Continue the mailing-list thread about documenting sources on software mirrors, starting right after its last sentence.

Page extract:
^^^^^^^^

Hello, Entirely personal opinion here, and not of any company or organization I am/have been associated with.. ------- Original Message ------- On Monday, May 30th, 2022 at 2:44 PM, Imre Jonk <imre@imrejonk.nl> wrote:
On Mon, 30 May 2022 12:11:48 -0400 Tyler Dence tyzoid.d@gmail.com wrote:
Perhaps, if it would ease mirror operator's minds (especially our commercial partners), it might be wise to put a "readme.txt" or "sources.txt" file in the root of the mirrored directory explaining how/where one might obtain the sources?
We did something similar to this on the main page of the mirror that had: 1. Where we synced the files from (rsync/http/etc. and source mirror URL) Caveat - There are some exceptions where the source mirror is private and we could not mention their org's internal mirror URL 2. How often/when we sync the files (generally 1-4x a day, stepped over ~6hrs to prevent network saturation) 3. Where to find those files root folder on our mirror 4. Where the ISO files or primary software binaries were located 5. The source organization's website, eg. kernel.org, gnu.org, etc. It would be trivial to link to the page that had the sources from the particular distro (eg, the Arch Linux source folder, or the wiki). It could even be on an index page that mirror operators are provided if it comes to that, somewhat like what Ubuntu does [1, 1a].

^^^^^^^^

Extracted material:
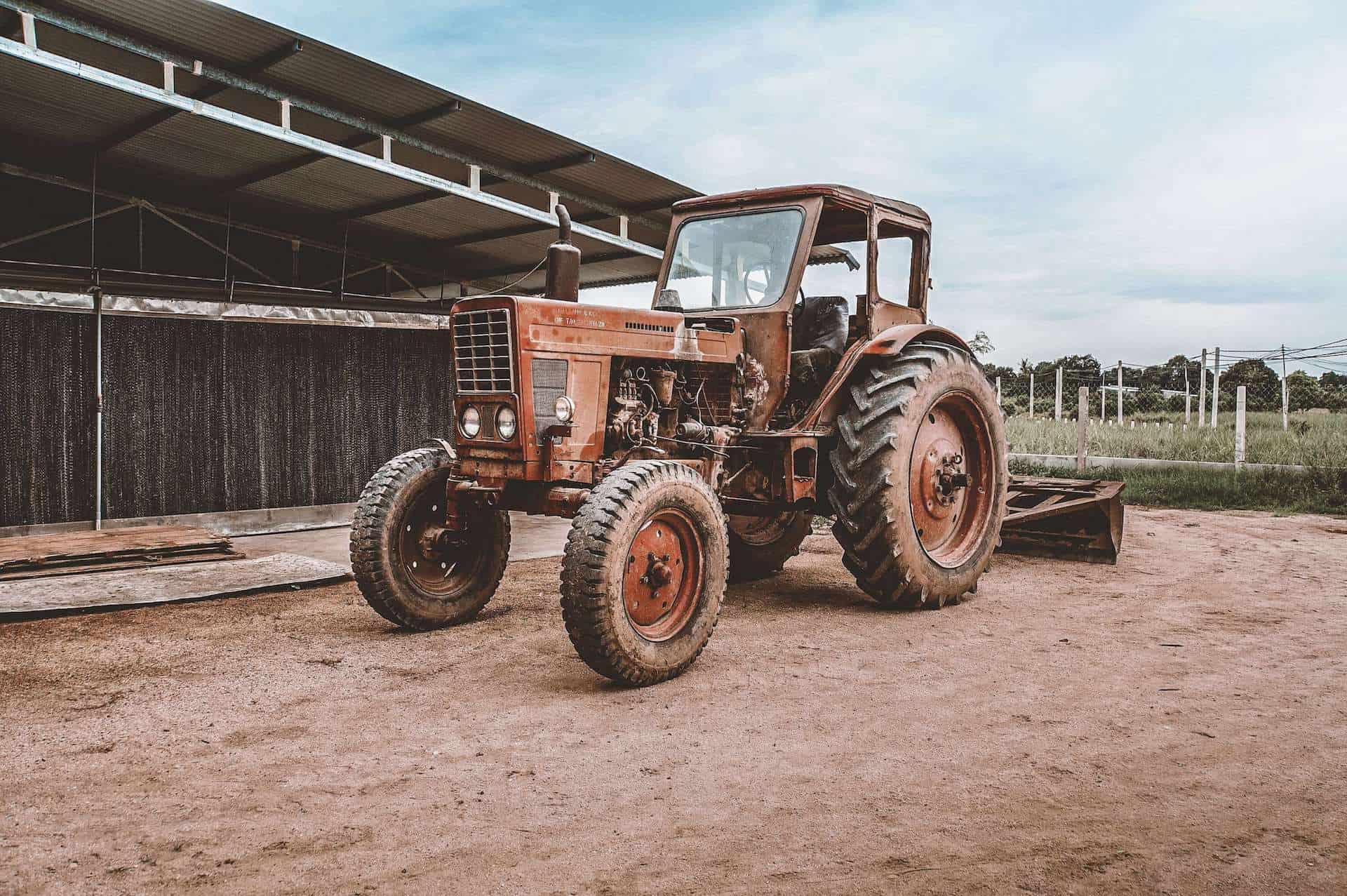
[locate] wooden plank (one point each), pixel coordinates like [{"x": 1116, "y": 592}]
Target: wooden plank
[
  {"x": 104, "y": 566},
  {"x": 41, "y": 549},
  {"x": 163, "y": 584}
]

^^^^^^^^

Answer:
Yes, I think that would be wise. The GPLv3 allows pointing to another server where the sources can be obtained in order to fulfill the article 6 obligation. However, the GPLv2 does not seem to allow that, instead requiring a 'written offer' that would basically be a promise from the operator to anyone who obtains the compiled software from their mirror. They would promise to provide a copy of the source code to them at a later date, up to three years in the future. I can see some theoretical issues with that. In practice though, I have never heard of an open source mirror operator who has faced legal threads because they were mirroring GPL-licensed software.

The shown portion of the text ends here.